Gelet op de strijdigheid van de voorgestelde maatregel met de thans geldende BTW-richtlijn dient de voorgestelde maatregel niet zonder overleg met de Europese Commissie te worden doorgevoerd. Het ligt in de rede over de uitkomsten van dat overleg te beschikken vóór de verdere behandeling van het wetsvoorstel.
De Afdeling adviseert het voorgestelde nultarief voor niet-zakelijk gebruik in het licht van de BTW-richtlijn opnieuw te bezien.
De initiatiefnemers benadrukken dat het hier een noodwet betreft. Gezien de uitzonderlijk hoge energieprijzen is er immers sprake van een noodsituatie, waarin snel gehandeld moet worden. Overleg met de Europese Commissie vóór de verdere behandeling van het wetsvoorstel vinden de initiatiefnemers dan ook niet opportuun. De initiatiefnemers geven prioriteit aan het nú compenseren van huishoudens die nú met een onbetaalbare energierekening worden geconfronteerd. Desalniettemin zijn de initiatiefnemers van mening te handelen in de geest van de door de Europese Commissie gepresenteerde toolbox. Bovendien is het wetsvoorstel van tijdelijke aard.

________________

▸ **Opdrachten**
(1) Schrijf het stuk van het tekstfragment over dat begint bij de woorden "De Afdeling adviseert" en ophoudt bij "van tijdelijke aard.". Verander daarin "initiatiefnemers" in "indieners".
(2) Welk tarief moet volgens het advies van de Afdeling in het tekstfragment opnieuw worden bekeken?
(3) Vertaal de zin "Bovendien is het wetsvoorstel van tijdelijke aard." uit het tekstfragment naar het Engels.
Het materiaal heb je hier niet nodig.

________________

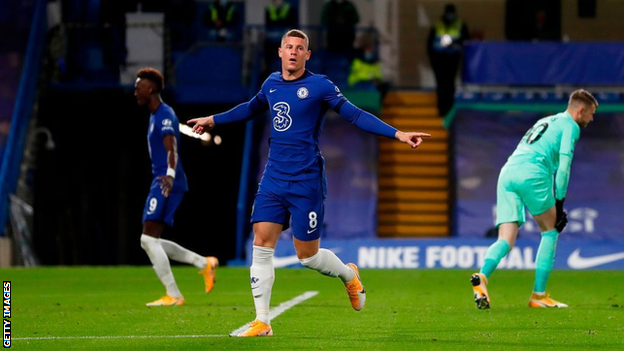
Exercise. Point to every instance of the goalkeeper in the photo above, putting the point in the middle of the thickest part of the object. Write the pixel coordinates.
(526, 179)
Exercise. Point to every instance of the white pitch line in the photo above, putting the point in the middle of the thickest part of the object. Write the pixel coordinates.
(283, 307)
(119, 337)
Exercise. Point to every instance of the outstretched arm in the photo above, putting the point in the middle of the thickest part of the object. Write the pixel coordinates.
(372, 124)
(166, 182)
(242, 112)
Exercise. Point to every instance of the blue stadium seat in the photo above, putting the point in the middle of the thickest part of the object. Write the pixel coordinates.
(210, 74)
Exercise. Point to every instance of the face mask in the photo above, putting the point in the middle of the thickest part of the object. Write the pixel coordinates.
(450, 17)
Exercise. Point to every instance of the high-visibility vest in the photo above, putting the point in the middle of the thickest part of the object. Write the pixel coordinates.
(276, 14)
(453, 30)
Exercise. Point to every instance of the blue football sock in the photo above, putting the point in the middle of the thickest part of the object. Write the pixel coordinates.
(494, 254)
(545, 259)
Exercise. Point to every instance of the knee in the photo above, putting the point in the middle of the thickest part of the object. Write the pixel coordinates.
(146, 241)
(311, 262)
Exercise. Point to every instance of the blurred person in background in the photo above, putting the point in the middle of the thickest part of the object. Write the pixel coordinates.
(365, 73)
(545, 152)
(166, 192)
(220, 17)
(445, 46)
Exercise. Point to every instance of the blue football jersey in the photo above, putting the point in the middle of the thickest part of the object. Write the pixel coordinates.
(164, 122)
(298, 110)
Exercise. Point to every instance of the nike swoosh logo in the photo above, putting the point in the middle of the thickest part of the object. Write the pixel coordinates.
(575, 260)
(280, 262)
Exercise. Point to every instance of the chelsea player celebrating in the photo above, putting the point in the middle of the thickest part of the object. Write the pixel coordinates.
(294, 179)
(166, 192)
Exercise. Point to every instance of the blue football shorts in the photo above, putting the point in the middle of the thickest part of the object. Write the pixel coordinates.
(304, 200)
(159, 208)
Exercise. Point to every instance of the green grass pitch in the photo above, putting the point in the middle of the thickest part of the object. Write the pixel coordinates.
(405, 310)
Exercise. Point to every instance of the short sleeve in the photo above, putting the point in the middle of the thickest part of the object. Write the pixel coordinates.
(166, 123)
(331, 94)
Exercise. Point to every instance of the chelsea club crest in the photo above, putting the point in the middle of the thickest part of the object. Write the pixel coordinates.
(302, 93)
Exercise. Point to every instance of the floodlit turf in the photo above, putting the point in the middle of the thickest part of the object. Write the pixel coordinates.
(405, 310)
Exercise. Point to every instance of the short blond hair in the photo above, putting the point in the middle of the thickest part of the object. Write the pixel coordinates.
(583, 96)
(297, 33)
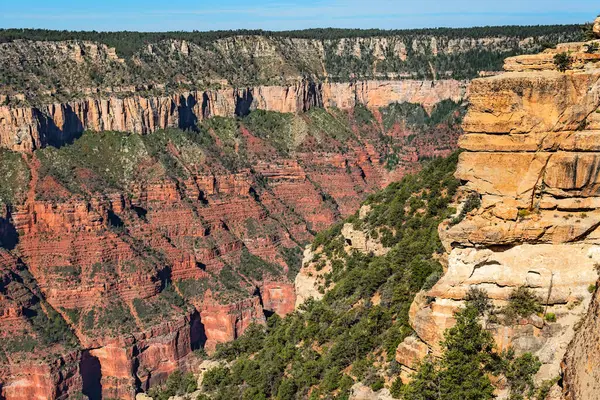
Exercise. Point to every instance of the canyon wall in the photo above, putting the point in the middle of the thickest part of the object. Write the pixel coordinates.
(148, 249)
(50, 69)
(531, 155)
(29, 128)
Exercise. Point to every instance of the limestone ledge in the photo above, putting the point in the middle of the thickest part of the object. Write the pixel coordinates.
(29, 128)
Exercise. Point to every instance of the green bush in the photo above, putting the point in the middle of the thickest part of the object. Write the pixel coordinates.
(397, 388)
(550, 317)
(522, 303)
(563, 61)
(478, 298)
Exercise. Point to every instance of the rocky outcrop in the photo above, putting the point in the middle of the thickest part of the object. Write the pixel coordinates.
(530, 155)
(153, 246)
(28, 128)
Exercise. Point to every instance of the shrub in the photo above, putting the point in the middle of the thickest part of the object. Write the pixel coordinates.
(592, 288)
(396, 388)
(563, 61)
(473, 202)
(523, 303)
(478, 298)
(592, 47)
(523, 213)
(377, 385)
(177, 384)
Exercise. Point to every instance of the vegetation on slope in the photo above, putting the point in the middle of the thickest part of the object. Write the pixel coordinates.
(128, 43)
(322, 350)
(156, 62)
(352, 334)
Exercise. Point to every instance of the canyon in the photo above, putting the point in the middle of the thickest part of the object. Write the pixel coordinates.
(30, 128)
(142, 224)
(530, 156)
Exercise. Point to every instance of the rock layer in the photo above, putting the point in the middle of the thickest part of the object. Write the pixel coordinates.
(29, 128)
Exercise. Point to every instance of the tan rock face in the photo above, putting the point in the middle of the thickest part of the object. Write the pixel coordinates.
(531, 153)
(30, 128)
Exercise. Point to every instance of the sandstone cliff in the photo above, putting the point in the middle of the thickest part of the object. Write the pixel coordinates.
(30, 128)
(531, 158)
(54, 70)
(148, 247)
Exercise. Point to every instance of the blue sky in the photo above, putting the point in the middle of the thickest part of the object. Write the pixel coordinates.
(164, 15)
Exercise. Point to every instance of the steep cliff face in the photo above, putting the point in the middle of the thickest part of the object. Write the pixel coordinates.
(50, 69)
(148, 247)
(531, 158)
(30, 128)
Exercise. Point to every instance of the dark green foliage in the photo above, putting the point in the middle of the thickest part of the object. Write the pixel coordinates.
(592, 48)
(363, 115)
(272, 126)
(522, 303)
(293, 259)
(478, 299)
(51, 327)
(467, 358)
(563, 61)
(127, 43)
(397, 388)
(255, 267)
(519, 372)
(460, 373)
(473, 202)
(177, 384)
(14, 177)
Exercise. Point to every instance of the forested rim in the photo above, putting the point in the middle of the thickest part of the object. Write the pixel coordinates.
(128, 43)
(322, 350)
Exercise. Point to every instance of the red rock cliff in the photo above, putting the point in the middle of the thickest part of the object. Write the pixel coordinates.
(29, 128)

________________

▸ **De antwoorden**
(1)
De Afdeling adviseert het voorgestelde nultarief voor niet-zakelijk gebruik in het licht van de BTW-richtlijn opnieuw te bezien.
De indieners benadrukken dat het hier een noodwet betreft. Gezien de uitzonderlijk hoge energieprijzen is er immers sprake van een noodsituatie, waarin snel gehandeld moet worden. Overleg met de Europese Commissie vóór de verdere behandeling van het wetsvoorstel vinden de indieners dan ook niet opportuun. De indieners geven prioriteit aan het nú compenseren van huishoudens die nú met een onbetaalbare energierekening worden geconfronteerd. Desalniettemin zijn de indieners van mening te handelen in de geest van de door de Europese Commissie gepresenteerde toolbox. Bovendien is het wetsvoorstel van tijdelijke aard.

(2) Het voorgestelde nultarief voor niet-zakelijk gebruik.

(3) Moreover, the bill is temporary in nature.